**Text to read**
^^^^^^^^^^^^^^^^

- Promotional image of Marie Moreau as portrayed by Jaz Sinclair season one of Gen V
- First appearance: "First Day"; Gen V; September 29, 2023;
- Last appearance: "Blood and Bone"; The Boys; May 20, 2026;
- Created by: Michele Fazekas; Tara Butters; Eric Kripke; Craig Rosenberg; Evan Goldberg; Zak Schwartz; Brant Englestein;
- Portrayed by: Jaz Sinclair

In-universe information
- Nationality: American

= Marie Moreau =

Fictional comic book character

Marie Moreau is a superhero and the protagonist of the American television series Gen V. She is portrayed by American actress Jaz Sinclair. She is introduced as a freshman at Godolkin University School of Crimefighting (God U), where young Supes (in-universe term for superheroes) can train and rise up in their rankings. She dreams of becoming the first Black woman in The Seven, an elite group of Supes. Regarded as one of the most powerful Supes in The Boys universe, Marie possesses hemokinesis (blood-manipulation telekinesis) abilities. Although critical reception to her character in season one was mixed, reviews for her character following Gen V season two have been largely positive.

== Creation and development ==
On March 11, 2021, Deadline Hollywood announced that Jaz Sinclair had been cast as the show's lead, Marie. In earlier versions of the show's pilot episode script, Marie was from the Caribbean and spoke in patois. As such, Sinclair auditioned using patois, though the character was eventually written to be from the United States. Matt Bowen, who has also worked on The Boys' score, composed a musical motif for Marie that heavily relies on female vocals. He noted that it was a musical decision that he would "never" do on The Boys. Her motif has been present in Gen V since its very first episode.

== Fictional character biography ==
=== Gen V season one ===
Marie Moreau was born to Malcolm and Jackie Moreau in the United States of America, sometime around 2005. On the day of her first menstrual cycle, Marie accidentally kills her parents with her hemokinesis (blood-manipulation telekinesis). Her sister, Annabeth, witnesses their deaths and distances herself from Marie as a result. After spending years at the Red River Institute (first introduced in The Boys Presents: Diabolical), she enrolls at the Godolkin University School of Crimefighting (God U) when she is 18. Established by the fictional company Vought-American, God U invites young Supes (the in-universe term for superheroes) to compete for the top rankings. She dreams of becoming the first Black woman to join The Seven.

^^^^^^^^^^^^^^^^

**Records shown**
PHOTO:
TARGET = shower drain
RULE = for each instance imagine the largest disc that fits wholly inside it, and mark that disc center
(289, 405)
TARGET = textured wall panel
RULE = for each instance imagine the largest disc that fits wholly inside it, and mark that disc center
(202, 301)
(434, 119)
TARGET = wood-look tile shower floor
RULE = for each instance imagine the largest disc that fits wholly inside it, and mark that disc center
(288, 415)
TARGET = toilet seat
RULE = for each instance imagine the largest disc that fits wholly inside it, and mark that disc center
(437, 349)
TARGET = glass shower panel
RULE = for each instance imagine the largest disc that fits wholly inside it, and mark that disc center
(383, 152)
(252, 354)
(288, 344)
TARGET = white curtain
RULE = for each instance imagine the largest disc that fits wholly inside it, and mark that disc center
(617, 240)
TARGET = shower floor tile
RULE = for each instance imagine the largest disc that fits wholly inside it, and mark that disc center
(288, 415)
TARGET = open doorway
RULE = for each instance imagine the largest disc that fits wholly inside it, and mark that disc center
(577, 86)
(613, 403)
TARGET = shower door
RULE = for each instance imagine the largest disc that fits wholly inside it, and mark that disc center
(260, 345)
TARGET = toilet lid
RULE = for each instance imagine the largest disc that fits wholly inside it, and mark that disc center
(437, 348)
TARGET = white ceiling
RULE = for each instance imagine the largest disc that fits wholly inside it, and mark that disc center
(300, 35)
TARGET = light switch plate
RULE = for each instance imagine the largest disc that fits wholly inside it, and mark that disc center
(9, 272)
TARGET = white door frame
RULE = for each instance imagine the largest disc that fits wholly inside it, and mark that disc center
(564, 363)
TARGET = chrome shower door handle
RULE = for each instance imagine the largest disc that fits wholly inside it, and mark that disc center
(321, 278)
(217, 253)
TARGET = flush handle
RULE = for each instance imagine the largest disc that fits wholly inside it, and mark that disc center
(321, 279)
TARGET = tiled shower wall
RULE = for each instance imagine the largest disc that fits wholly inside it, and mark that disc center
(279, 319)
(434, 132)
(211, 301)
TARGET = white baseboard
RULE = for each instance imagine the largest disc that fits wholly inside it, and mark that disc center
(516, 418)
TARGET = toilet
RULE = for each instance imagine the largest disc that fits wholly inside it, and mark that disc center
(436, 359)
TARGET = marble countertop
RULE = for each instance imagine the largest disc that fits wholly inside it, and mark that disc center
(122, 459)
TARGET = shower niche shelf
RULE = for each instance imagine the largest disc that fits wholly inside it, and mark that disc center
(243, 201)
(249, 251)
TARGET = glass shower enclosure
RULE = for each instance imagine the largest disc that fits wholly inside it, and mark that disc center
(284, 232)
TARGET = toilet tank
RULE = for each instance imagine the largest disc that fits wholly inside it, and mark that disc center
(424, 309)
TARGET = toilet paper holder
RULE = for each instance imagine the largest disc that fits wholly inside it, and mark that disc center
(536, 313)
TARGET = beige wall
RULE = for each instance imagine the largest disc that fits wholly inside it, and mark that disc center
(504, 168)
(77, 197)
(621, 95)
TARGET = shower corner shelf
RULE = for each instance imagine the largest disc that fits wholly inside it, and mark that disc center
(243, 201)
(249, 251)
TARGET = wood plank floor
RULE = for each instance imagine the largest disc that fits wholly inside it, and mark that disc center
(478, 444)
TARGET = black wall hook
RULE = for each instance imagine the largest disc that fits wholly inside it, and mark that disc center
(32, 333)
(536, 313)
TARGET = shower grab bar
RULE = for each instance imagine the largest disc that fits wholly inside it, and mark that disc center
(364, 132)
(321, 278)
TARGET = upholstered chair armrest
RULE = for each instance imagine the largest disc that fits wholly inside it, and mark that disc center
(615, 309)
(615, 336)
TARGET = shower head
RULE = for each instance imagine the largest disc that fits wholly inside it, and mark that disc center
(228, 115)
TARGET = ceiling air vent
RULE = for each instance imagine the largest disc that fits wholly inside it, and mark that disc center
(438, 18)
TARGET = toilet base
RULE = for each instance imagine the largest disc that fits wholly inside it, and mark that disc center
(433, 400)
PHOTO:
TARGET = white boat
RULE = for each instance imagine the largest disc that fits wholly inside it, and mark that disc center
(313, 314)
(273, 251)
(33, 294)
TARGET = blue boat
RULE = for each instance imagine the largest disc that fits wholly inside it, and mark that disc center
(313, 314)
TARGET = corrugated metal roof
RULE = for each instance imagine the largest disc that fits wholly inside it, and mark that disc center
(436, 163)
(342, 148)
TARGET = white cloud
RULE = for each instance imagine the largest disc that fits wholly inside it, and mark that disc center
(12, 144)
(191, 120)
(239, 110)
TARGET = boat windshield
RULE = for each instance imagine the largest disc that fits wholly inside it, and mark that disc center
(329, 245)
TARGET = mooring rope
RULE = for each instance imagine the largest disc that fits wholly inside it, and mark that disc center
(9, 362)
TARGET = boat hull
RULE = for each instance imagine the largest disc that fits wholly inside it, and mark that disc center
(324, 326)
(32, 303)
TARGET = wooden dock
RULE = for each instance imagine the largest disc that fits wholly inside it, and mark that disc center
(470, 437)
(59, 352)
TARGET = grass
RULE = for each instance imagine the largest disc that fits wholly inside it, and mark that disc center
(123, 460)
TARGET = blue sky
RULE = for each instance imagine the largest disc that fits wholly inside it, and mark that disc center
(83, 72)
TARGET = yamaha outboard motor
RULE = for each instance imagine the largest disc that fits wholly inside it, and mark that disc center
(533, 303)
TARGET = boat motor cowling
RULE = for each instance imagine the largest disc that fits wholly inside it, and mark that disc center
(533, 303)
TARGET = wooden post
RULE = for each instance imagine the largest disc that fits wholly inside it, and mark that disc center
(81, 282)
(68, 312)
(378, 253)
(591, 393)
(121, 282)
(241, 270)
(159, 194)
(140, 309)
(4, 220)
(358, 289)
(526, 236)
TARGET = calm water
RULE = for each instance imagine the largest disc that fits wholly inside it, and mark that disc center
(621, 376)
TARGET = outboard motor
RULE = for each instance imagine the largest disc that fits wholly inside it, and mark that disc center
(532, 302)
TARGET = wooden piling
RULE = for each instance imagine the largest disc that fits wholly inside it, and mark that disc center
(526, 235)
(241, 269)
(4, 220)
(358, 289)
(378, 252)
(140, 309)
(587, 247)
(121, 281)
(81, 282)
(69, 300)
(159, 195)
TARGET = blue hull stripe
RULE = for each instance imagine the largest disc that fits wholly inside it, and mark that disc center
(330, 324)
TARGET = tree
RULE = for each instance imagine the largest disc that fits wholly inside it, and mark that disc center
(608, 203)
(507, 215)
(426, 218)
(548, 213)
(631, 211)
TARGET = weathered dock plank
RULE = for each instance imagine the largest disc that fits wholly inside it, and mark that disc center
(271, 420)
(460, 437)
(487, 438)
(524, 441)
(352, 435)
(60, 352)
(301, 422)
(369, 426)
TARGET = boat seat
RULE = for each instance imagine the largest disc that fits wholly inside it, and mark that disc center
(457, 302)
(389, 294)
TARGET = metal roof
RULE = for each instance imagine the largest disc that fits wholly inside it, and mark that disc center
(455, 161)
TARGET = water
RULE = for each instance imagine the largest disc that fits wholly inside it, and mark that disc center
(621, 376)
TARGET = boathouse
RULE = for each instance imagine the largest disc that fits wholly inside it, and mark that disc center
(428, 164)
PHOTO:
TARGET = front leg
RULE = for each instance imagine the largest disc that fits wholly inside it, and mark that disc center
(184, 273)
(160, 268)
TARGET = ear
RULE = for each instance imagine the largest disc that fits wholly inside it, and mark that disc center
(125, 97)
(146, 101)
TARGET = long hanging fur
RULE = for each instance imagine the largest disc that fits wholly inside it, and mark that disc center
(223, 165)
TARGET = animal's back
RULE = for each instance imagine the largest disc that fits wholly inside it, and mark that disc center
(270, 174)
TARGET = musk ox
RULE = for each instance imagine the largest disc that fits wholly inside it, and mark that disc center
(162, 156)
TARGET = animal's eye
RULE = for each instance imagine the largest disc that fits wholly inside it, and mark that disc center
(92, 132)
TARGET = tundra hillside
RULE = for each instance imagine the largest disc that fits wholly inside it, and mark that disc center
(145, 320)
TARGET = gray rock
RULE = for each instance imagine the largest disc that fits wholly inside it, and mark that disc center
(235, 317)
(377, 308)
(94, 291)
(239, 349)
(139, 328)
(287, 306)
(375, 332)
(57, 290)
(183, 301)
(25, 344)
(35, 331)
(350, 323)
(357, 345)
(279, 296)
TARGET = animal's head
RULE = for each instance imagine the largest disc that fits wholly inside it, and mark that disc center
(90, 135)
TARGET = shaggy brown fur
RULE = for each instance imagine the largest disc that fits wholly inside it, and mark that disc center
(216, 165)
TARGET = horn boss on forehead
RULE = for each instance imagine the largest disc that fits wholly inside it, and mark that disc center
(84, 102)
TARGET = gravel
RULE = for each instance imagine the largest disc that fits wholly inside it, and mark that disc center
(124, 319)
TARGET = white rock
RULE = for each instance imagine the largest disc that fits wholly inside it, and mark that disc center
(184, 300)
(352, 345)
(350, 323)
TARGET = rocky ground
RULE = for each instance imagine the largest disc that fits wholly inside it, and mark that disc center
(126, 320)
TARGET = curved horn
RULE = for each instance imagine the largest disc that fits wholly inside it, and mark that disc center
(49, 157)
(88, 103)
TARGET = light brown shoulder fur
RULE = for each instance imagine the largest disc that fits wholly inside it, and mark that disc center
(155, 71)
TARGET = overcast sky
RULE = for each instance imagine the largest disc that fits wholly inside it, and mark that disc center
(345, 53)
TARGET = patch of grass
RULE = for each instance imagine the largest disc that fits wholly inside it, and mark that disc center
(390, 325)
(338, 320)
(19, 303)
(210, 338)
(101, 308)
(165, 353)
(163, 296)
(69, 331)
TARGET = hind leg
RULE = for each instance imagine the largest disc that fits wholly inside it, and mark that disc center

^^^^^^^^^^^^^^^^

**Problems and tasks**
A: Count the lines in the entries that contain the string "glass", matching case exactly, and give only the number.
B: Pick up the article on Marie Moreau where it stops and keep writing it.

**In response**
A: 2

B:
When she arrives, she befriends her roommate Emma Meyer. She also meets top-ranked student Luke and his other highly ranked friends: Cate Dunlap, Andre Anderson, and Jordan Li. Luke later goes on a rampage. Jordan rescues her and Luke kills himself. Vought convinces her to take credit for stopping Luke. As a result, she earns the resentment of Jordan, whom the company dismisses due to their bigender and Asian American identity. Although the Vought employees express concerns over Marie's palatability because she is Black, they decide to put her in the spotlight because she is conventionally beautiful, cisgender, and (as far as they believe) heterosexual. Marie admits to the public that Jordan was the one who really stopped Luke. Despite their initial enmity, she and Jordan fall in love with each other.

It is revealed that politician Victoria Neuman shares the same power as her. Cate, along with Luke's brother Sam, attack God U, with the former mind-controlling students to do their bidding. Marie defeats some of the brainwashed students and those from the "Woods". As Cate tries to mind-control Jordan, Marie blows up her left arm as Homelander arrives. When Marie tries to say something, Homelander gestures her to be silent and asks what Supe would attack their own kind. Before Marie can answer, Homelander fires his heat vision on her. Homelander later has Vought News Network blame Marie, Emma, Andre, and Jordan for the attack, while Cate and Sam are praised for their bravery. Marie is sent to the Elmira Correctional Facility alongside Emma, Andre, and Jordan.

=== Gen V season two ===
Before the season starts, Marie escapes offscreen from Elmira. After she is attacked by Dogknott while looking for her sister, she is saved by Starlight, who needed her help getting information about Project Odessa, an experiment from the 1960s with the goal of creating god-like Supes. Marie is persuaded to return by Emma and Jordan as a "Guardian of Godolkin", and she makes a video on her "mental health journey" explaining her absence in order to reintegrate into God U's community. Marie and Jordan reconcile and resume their romantic relationship.

Emma finds a file on Odessa, which reveals that Marie is part of Odessa. After discovering this, Marie contacts and visits Pam, a friend of her parents. Pam tells her that since her mother could not get pregnant, they accepted Vought's offer and she was created in a laboratory by the school's new dean Cipher under the alias "Dr. Gold." Before leaving Pam's house, she discovers a room with belongings of her long-lost sister Annabeth, whom she has been searching for, for years. Marie confronts Pam for raising her sister without telling her and lashes out for blaming her for their parents' death. Cipher later teaches Marie how to manipulate blood with her mind using blood sacks. She is forced to participate in a cage match against Jordan at the International Vought Hotel & Spa. Cate and the others try to stop this from happening, but Cipher figures out their plan. He puppets Jordan so that they are aggressive towards Marie, and she nearly kills them in self-defense.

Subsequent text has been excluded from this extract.